# [DIRECTIONS FOR THIS TASK]
Transcribe exactly the lines from the top of the records below through the line that holds "for every instance of the stadium seat, set", both included, with no pictures.

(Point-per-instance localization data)
+++
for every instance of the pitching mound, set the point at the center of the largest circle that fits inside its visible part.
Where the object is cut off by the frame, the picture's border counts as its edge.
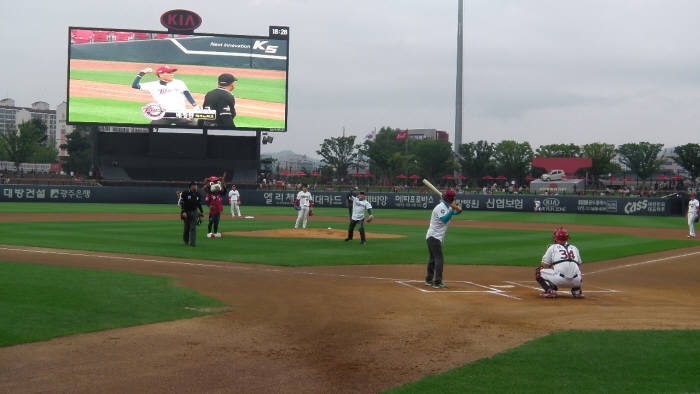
(308, 233)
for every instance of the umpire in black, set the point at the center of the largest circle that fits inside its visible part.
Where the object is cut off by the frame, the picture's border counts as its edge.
(222, 101)
(190, 201)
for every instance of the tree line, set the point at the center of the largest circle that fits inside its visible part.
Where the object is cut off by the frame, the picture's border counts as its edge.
(29, 143)
(386, 158)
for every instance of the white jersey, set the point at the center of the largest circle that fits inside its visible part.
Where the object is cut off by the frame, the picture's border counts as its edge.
(233, 197)
(170, 95)
(564, 260)
(693, 208)
(438, 228)
(359, 207)
(304, 198)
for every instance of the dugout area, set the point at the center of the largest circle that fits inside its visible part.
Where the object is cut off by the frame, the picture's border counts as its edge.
(177, 156)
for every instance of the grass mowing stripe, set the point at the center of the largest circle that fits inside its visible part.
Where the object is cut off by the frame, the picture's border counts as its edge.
(42, 302)
(524, 217)
(462, 245)
(263, 89)
(97, 109)
(580, 362)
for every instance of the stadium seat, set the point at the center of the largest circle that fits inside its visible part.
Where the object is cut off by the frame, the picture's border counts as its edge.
(81, 36)
(101, 36)
(122, 35)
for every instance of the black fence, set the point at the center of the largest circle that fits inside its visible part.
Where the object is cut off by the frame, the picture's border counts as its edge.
(670, 205)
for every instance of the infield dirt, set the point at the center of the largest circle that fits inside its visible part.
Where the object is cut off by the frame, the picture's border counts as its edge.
(339, 329)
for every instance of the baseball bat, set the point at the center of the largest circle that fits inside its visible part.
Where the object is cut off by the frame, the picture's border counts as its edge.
(431, 187)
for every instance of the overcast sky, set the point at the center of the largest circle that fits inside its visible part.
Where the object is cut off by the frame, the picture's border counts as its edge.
(544, 71)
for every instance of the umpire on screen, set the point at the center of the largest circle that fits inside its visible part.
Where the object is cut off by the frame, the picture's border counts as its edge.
(222, 101)
(190, 202)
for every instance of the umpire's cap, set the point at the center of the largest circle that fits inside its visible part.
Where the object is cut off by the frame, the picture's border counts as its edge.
(165, 69)
(226, 79)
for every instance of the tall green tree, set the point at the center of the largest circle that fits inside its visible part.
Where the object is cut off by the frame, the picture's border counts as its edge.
(641, 158)
(18, 145)
(388, 157)
(689, 158)
(339, 153)
(476, 159)
(601, 156)
(79, 148)
(558, 150)
(434, 158)
(513, 159)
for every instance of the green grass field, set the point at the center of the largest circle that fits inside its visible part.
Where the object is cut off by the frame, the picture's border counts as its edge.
(86, 109)
(42, 302)
(600, 361)
(580, 362)
(262, 89)
(525, 217)
(462, 246)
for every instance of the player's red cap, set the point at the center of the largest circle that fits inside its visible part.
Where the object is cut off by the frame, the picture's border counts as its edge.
(165, 69)
(449, 196)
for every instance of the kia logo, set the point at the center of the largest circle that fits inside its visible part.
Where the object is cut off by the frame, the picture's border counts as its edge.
(180, 20)
(550, 202)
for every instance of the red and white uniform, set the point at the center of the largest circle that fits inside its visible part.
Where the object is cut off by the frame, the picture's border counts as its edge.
(562, 263)
(170, 96)
(233, 198)
(216, 202)
(305, 203)
(693, 212)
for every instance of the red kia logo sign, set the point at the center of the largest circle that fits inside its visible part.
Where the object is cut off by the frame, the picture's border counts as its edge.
(183, 21)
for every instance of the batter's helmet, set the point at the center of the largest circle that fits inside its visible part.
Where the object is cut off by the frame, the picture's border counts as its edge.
(449, 196)
(560, 235)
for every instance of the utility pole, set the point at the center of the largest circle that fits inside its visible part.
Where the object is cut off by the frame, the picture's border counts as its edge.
(458, 93)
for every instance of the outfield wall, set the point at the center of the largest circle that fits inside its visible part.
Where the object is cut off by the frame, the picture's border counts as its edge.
(481, 202)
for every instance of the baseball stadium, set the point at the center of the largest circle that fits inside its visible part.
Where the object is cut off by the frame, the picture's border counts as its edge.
(98, 292)
(106, 295)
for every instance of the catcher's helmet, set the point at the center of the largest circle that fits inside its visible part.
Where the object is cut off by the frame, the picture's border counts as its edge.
(449, 196)
(560, 235)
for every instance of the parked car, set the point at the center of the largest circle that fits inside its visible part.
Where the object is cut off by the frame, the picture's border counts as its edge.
(554, 175)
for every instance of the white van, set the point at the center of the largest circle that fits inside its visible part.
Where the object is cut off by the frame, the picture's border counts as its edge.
(554, 175)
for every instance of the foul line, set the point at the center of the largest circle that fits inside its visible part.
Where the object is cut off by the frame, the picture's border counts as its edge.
(642, 263)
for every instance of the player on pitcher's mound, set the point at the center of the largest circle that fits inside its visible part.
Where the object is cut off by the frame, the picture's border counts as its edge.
(359, 206)
(169, 93)
(560, 267)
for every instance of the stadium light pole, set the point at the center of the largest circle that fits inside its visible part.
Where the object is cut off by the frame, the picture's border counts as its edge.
(458, 87)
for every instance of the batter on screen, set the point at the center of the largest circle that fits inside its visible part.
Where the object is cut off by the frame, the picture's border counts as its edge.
(560, 267)
(169, 92)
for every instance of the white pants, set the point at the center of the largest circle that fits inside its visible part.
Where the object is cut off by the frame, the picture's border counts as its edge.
(236, 207)
(550, 275)
(691, 225)
(303, 213)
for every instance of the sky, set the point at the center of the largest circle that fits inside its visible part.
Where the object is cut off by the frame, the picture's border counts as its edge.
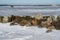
(29, 1)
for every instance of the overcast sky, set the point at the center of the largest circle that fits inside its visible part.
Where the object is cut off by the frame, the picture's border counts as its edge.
(29, 1)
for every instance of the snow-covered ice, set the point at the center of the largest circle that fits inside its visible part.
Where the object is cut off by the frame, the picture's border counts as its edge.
(17, 32)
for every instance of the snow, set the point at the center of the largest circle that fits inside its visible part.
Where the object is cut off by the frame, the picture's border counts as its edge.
(17, 32)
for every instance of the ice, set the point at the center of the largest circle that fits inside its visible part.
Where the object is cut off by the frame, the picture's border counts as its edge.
(17, 32)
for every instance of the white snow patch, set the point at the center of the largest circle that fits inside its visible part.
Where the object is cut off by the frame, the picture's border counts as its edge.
(17, 32)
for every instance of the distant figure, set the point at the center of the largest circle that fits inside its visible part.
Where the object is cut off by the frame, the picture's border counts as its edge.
(12, 6)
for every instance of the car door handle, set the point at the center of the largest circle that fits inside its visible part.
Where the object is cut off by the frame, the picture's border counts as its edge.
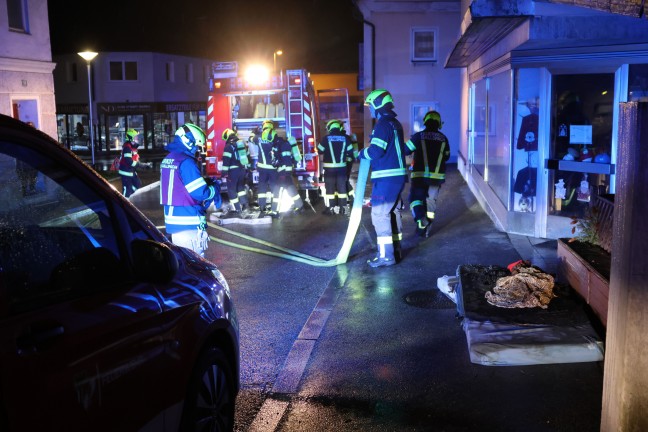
(37, 337)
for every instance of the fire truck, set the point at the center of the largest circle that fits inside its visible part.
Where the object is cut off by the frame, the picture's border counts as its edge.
(288, 99)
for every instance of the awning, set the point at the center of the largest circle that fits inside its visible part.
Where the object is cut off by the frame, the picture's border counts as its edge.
(480, 35)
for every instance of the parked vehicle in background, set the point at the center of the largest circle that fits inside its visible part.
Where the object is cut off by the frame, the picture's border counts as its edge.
(105, 325)
(242, 104)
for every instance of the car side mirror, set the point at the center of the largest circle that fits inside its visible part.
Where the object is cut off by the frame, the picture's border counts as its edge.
(154, 262)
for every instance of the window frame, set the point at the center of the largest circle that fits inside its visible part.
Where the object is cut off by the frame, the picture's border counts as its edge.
(18, 16)
(126, 70)
(416, 34)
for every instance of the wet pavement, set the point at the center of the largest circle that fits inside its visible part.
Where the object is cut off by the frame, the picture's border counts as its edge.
(354, 348)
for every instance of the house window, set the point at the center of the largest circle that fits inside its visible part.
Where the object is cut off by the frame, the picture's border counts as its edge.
(424, 44)
(189, 72)
(72, 73)
(123, 71)
(170, 72)
(17, 14)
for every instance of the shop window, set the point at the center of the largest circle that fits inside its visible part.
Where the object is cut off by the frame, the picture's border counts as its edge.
(525, 140)
(123, 71)
(424, 44)
(17, 15)
(638, 83)
(480, 120)
(206, 73)
(189, 73)
(498, 129)
(170, 72)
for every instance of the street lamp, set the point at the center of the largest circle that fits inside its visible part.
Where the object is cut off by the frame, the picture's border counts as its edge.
(88, 56)
(274, 59)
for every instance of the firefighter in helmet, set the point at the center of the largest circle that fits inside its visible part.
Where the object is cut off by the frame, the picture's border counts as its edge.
(235, 162)
(335, 149)
(431, 152)
(386, 153)
(186, 195)
(350, 161)
(286, 155)
(267, 172)
(128, 164)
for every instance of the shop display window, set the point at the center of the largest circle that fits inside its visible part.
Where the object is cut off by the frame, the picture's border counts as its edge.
(525, 140)
(638, 83)
(581, 141)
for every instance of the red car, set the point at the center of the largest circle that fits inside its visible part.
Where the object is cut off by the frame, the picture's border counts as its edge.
(104, 324)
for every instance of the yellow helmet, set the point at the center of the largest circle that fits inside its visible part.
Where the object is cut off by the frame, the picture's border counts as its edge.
(434, 116)
(227, 133)
(267, 124)
(268, 134)
(378, 99)
(333, 124)
(191, 135)
(131, 134)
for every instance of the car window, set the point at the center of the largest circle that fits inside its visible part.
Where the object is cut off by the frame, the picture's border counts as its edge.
(57, 238)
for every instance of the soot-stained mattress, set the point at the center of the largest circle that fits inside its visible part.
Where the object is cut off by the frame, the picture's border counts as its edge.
(562, 333)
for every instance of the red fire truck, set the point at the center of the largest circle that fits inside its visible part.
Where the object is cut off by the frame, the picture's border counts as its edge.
(288, 99)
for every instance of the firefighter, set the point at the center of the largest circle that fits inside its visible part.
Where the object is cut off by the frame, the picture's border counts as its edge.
(235, 162)
(285, 158)
(335, 150)
(350, 161)
(128, 164)
(267, 172)
(386, 153)
(186, 195)
(431, 151)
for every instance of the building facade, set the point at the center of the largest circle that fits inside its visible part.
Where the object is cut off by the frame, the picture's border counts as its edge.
(26, 83)
(151, 92)
(541, 99)
(528, 92)
(404, 50)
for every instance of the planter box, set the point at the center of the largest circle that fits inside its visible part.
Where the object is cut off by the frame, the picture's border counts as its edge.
(587, 269)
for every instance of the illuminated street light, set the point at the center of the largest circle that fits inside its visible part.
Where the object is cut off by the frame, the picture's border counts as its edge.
(88, 56)
(257, 74)
(274, 59)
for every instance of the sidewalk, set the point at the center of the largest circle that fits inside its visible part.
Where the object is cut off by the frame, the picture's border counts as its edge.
(394, 319)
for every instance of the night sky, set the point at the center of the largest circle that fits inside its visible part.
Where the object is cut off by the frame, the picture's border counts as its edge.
(318, 35)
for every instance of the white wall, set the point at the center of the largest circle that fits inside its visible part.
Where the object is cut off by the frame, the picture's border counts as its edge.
(26, 68)
(419, 82)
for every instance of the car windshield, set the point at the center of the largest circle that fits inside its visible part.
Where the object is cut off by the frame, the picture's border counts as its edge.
(56, 232)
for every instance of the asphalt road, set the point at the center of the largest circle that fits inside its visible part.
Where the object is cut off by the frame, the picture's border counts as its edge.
(349, 348)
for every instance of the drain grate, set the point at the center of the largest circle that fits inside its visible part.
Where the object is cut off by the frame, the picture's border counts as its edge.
(428, 299)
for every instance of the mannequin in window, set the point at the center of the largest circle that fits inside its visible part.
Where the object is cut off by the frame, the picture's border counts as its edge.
(569, 112)
(526, 178)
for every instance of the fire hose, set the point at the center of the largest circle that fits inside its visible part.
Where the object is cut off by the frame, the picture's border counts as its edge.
(281, 252)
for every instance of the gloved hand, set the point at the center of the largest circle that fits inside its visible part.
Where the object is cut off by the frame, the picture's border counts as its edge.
(203, 238)
(211, 181)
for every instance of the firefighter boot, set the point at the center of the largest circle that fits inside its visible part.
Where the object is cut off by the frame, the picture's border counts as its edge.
(398, 252)
(384, 257)
(421, 227)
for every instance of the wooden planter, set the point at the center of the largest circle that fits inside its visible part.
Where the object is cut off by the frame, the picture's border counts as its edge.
(587, 269)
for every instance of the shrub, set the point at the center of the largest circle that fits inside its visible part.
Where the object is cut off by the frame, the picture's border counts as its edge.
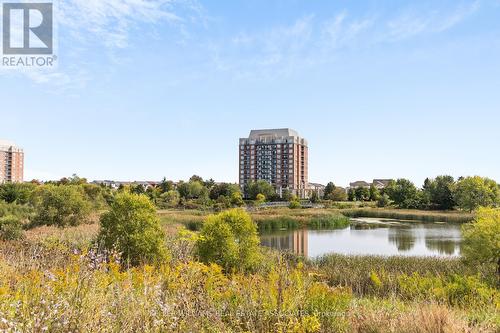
(133, 228)
(230, 239)
(481, 239)
(260, 198)
(383, 201)
(61, 206)
(473, 192)
(15, 192)
(11, 227)
(295, 204)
+++
# [WRITTEN ANSWER]
for every instance of the pitching mound, set the point at the center of the largest circle that fits inside its visible part.
Where the object is cut off by the frame, the picture's border counts as its edge.
(308, 233)
for every instance of the umpire in black, set the point at the center of the largest circle that fits inside its visible part.
Where the object is cut off by the frame, the picture's border counts as its edge.
(222, 101)
(190, 201)
for every instance of the tree line, set the point at the center of the largest circle that fits inside its visible part.
Where the object is cut off by the frame, the picture's border counts as its edge.
(29, 143)
(386, 158)
for every instance of the white jersey, set the point at the center of the largest circle that fits inside its visible part.
Where the object is cut off by the frame, the picture's border counts as its edge.
(233, 197)
(170, 95)
(564, 260)
(693, 208)
(438, 228)
(359, 207)
(304, 198)
for every instance of the dugout area, set the point at the center of the largest circle that fits inside its visible part.
Where the object is cut off by the frame, the picture's border counts as its edge.
(177, 156)
for every instance of the grass mowing stripe, set the point at the center of the largest circle that fits inside its visible part.
Where the object is cut off by the frame, the picture's border counts as its edge.
(42, 302)
(524, 217)
(462, 245)
(263, 89)
(97, 109)
(580, 362)
for every instance of the stadium seat, set the point at the center of the largest circle that fits inside its visible part.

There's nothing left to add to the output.